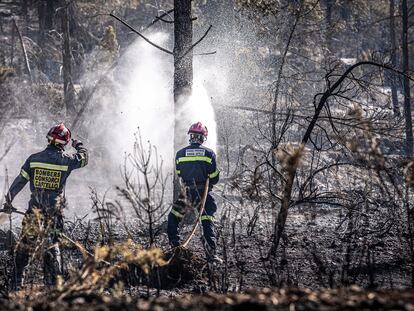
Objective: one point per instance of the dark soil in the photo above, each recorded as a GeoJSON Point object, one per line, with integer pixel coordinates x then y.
{"type": "Point", "coordinates": [353, 298]}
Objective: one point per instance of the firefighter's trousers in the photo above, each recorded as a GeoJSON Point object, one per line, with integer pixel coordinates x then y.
{"type": "Point", "coordinates": [39, 236]}
{"type": "Point", "coordinates": [193, 200]}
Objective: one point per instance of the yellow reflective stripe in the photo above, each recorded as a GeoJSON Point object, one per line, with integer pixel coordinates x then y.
{"type": "Point", "coordinates": [176, 214]}
{"type": "Point", "coordinates": [214, 174]}
{"type": "Point", "coordinates": [191, 159]}
{"type": "Point", "coordinates": [25, 174]}
{"type": "Point", "coordinates": [84, 159]}
{"type": "Point", "coordinates": [207, 217]}
{"type": "Point", "coordinates": [49, 166]}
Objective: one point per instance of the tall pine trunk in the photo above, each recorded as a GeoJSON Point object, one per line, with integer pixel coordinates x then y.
{"type": "Point", "coordinates": [393, 78]}
{"type": "Point", "coordinates": [406, 80]}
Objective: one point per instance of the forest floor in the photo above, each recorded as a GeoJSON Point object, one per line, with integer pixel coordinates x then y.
{"type": "Point", "coordinates": [300, 276]}
{"type": "Point", "coordinates": [353, 298]}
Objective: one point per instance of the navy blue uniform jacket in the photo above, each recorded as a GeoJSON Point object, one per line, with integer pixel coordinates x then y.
{"type": "Point", "coordinates": [47, 172]}
{"type": "Point", "coordinates": [194, 164]}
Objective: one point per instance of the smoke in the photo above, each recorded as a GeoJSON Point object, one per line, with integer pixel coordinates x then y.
{"type": "Point", "coordinates": [143, 98]}
{"type": "Point", "coordinates": [138, 95]}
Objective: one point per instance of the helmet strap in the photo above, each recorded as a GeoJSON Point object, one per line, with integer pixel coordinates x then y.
{"type": "Point", "coordinates": [197, 138]}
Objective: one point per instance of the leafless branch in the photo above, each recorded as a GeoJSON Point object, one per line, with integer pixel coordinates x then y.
{"type": "Point", "coordinates": [142, 36]}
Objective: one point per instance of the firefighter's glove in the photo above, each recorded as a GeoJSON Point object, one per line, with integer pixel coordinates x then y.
{"type": "Point", "coordinates": [7, 208]}
{"type": "Point", "coordinates": [76, 144]}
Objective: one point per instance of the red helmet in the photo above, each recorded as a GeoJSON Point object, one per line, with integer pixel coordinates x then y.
{"type": "Point", "coordinates": [198, 128]}
{"type": "Point", "coordinates": [58, 135]}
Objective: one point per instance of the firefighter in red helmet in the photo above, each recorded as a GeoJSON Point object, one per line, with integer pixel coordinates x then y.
{"type": "Point", "coordinates": [47, 172]}
{"type": "Point", "coordinates": [194, 165]}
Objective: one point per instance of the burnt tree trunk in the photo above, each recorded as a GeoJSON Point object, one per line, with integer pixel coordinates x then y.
{"type": "Point", "coordinates": [46, 12]}
{"type": "Point", "coordinates": [393, 80]}
{"type": "Point", "coordinates": [183, 65]}
{"type": "Point", "coordinates": [183, 71]}
{"type": "Point", "coordinates": [68, 88]}
{"type": "Point", "coordinates": [406, 81]}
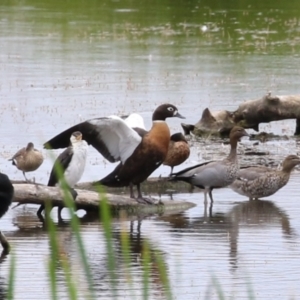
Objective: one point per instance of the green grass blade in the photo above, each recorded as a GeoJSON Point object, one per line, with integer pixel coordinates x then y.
{"type": "Point", "coordinates": [11, 277]}
{"type": "Point", "coordinates": [53, 252]}
{"type": "Point", "coordinates": [146, 269]}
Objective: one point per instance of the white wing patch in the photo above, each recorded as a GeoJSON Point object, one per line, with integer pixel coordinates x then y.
{"type": "Point", "coordinates": [119, 138]}
{"type": "Point", "coordinates": [135, 120]}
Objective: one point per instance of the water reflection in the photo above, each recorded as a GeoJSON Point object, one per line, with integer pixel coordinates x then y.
{"type": "Point", "coordinates": [258, 213]}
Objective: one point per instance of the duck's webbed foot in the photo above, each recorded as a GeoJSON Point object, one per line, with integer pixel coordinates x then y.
{"type": "Point", "coordinates": [145, 200]}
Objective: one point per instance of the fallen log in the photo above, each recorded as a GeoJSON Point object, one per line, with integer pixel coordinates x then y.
{"type": "Point", "coordinates": [266, 109]}
{"type": "Point", "coordinates": [249, 114]}
{"type": "Point", "coordinates": [89, 200]}
{"type": "Point", "coordinates": [218, 123]}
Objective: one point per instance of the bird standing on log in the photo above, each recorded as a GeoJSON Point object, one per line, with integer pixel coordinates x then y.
{"type": "Point", "coordinates": [72, 162]}
{"type": "Point", "coordinates": [27, 159]}
{"type": "Point", "coordinates": [116, 141]}
{"type": "Point", "coordinates": [215, 174]}
{"type": "Point", "coordinates": [6, 195]}
{"type": "Point", "coordinates": [258, 182]}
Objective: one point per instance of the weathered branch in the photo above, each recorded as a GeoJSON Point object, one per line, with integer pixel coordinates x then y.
{"type": "Point", "coordinates": [269, 108]}
{"type": "Point", "coordinates": [89, 200]}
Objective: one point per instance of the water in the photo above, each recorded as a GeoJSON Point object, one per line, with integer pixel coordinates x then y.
{"type": "Point", "coordinates": [62, 63]}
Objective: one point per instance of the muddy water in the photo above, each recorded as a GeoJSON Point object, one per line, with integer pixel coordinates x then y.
{"type": "Point", "coordinates": [61, 64]}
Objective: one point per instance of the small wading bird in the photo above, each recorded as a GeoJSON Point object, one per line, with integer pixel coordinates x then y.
{"type": "Point", "coordinates": [116, 141]}
{"type": "Point", "coordinates": [6, 195]}
{"type": "Point", "coordinates": [72, 162]}
{"type": "Point", "coordinates": [258, 182]}
{"type": "Point", "coordinates": [215, 174]}
{"type": "Point", "coordinates": [27, 159]}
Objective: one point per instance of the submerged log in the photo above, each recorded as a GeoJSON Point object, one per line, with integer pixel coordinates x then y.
{"type": "Point", "coordinates": [269, 108]}
{"type": "Point", "coordinates": [89, 200]}
{"type": "Point", "coordinates": [218, 123]}
{"type": "Point", "coordinates": [248, 115]}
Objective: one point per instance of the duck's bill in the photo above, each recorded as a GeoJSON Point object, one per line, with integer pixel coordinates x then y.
{"type": "Point", "coordinates": [178, 115]}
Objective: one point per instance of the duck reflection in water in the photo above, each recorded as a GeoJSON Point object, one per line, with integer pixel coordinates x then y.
{"type": "Point", "coordinates": [226, 226]}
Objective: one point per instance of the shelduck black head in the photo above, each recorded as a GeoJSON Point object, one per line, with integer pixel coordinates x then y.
{"type": "Point", "coordinates": [166, 111]}
{"type": "Point", "coordinates": [76, 136]}
{"type": "Point", "coordinates": [29, 146]}
{"type": "Point", "coordinates": [237, 132]}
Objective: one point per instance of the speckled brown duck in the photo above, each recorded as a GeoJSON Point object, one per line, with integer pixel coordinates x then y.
{"type": "Point", "coordinates": [215, 174]}
{"type": "Point", "coordinates": [178, 152]}
{"type": "Point", "coordinates": [27, 159]}
{"type": "Point", "coordinates": [258, 182]}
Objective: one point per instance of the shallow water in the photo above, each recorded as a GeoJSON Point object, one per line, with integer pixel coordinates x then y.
{"type": "Point", "coordinates": [64, 63]}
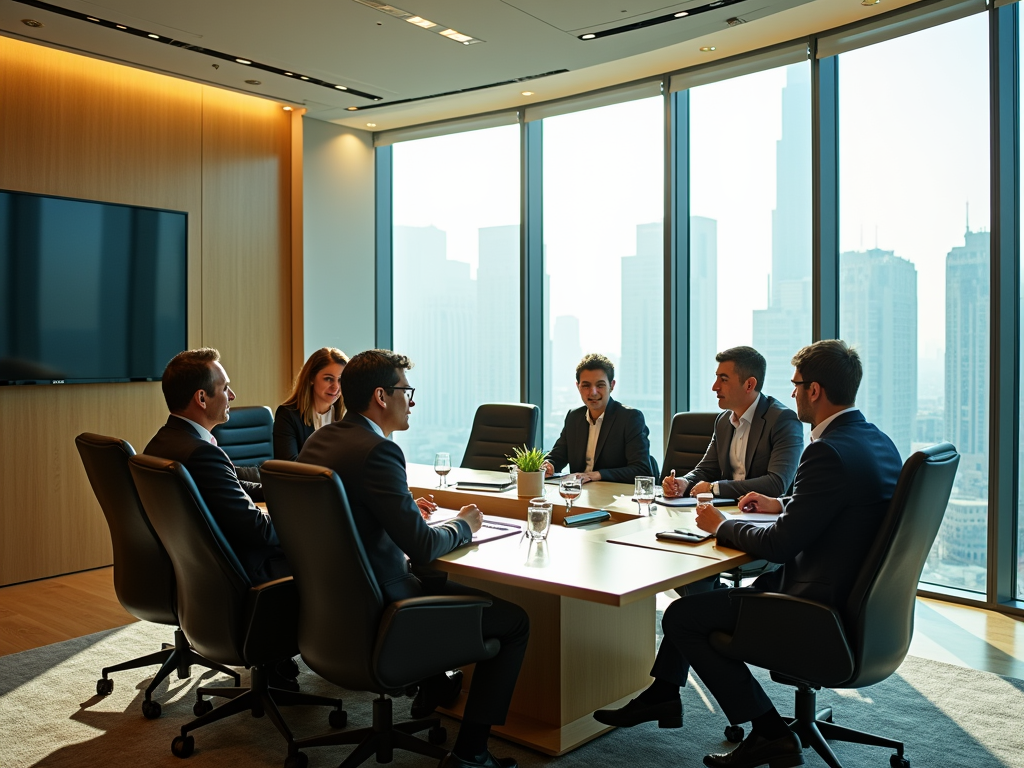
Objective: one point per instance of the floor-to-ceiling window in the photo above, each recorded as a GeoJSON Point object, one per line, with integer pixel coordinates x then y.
{"type": "Point", "coordinates": [914, 259]}
{"type": "Point", "coordinates": [456, 265]}
{"type": "Point", "coordinates": [750, 224]}
{"type": "Point", "coordinates": [603, 210]}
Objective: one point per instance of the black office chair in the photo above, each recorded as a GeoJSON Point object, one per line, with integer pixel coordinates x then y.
{"type": "Point", "coordinates": [811, 645]}
{"type": "Point", "coordinates": [223, 614]}
{"type": "Point", "coordinates": [247, 436]}
{"type": "Point", "coordinates": [688, 440]}
{"type": "Point", "coordinates": [498, 427]}
{"type": "Point", "coordinates": [143, 578]}
{"type": "Point", "coordinates": [347, 633]}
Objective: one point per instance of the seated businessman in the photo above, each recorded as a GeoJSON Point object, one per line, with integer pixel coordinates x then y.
{"type": "Point", "coordinates": [757, 440]}
{"type": "Point", "coordinates": [378, 401]}
{"type": "Point", "coordinates": [199, 395]}
{"type": "Point", "coordinates": [602, 440]}
{"type": "Point", "coordinates": [844, 483]}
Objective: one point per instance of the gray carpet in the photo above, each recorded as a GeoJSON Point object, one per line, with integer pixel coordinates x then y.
{"type": "Point", "coordinates": [49, 716]}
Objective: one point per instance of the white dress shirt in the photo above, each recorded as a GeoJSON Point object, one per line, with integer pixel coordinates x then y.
{"type": "Point", "coordinates": [595, 430]}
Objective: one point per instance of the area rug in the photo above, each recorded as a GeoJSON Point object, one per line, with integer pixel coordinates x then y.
{"type": "Point", "coordinates": [50, 716]}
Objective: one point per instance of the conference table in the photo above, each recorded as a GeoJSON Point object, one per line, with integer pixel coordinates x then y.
{"type": "Point", "coordinates": [590, 593]}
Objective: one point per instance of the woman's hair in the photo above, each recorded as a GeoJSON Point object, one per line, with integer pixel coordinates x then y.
{"type": "Point", "coordinates": [301, 397]}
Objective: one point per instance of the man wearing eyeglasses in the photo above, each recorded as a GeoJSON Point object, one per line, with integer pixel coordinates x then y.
{"type": "Point", "coordinates": [845, 480]}
{"type": "Point", "coordinates": [379, 401]}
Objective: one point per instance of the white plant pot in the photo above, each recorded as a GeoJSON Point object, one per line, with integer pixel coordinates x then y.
{"type": "Point", "coordinates": [529, 483]}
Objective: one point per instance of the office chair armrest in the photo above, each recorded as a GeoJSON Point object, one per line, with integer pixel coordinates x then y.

How to complete this task → Return exactly the lines from the one containing "Objective: one point per instance of the man" through the last line of the records above, both included, and nothing else.

Response →
Objective: one point per instance of the man wearing eyeglasses in the photo above, each recorded as a GeoJSON Point object, one per line, with integer pixel coordinates x then y.
{"type": "Point", "coordinates": [845, 480]}
{"type": "Point", "coordinates": [379, 401]}
Objective: one point per instance of the white plant pot in the photo above, each recorded as a GeoJSON Point object, one per line, with integer pixel coordinates x then y.
{"type": "Point", "coordinates": [529, 483]}
Objective: one point per instance of the office chair armrest in the photo above, each recorded as a GeoJSON Point object, one per line, with integer pixel coordinates x then y.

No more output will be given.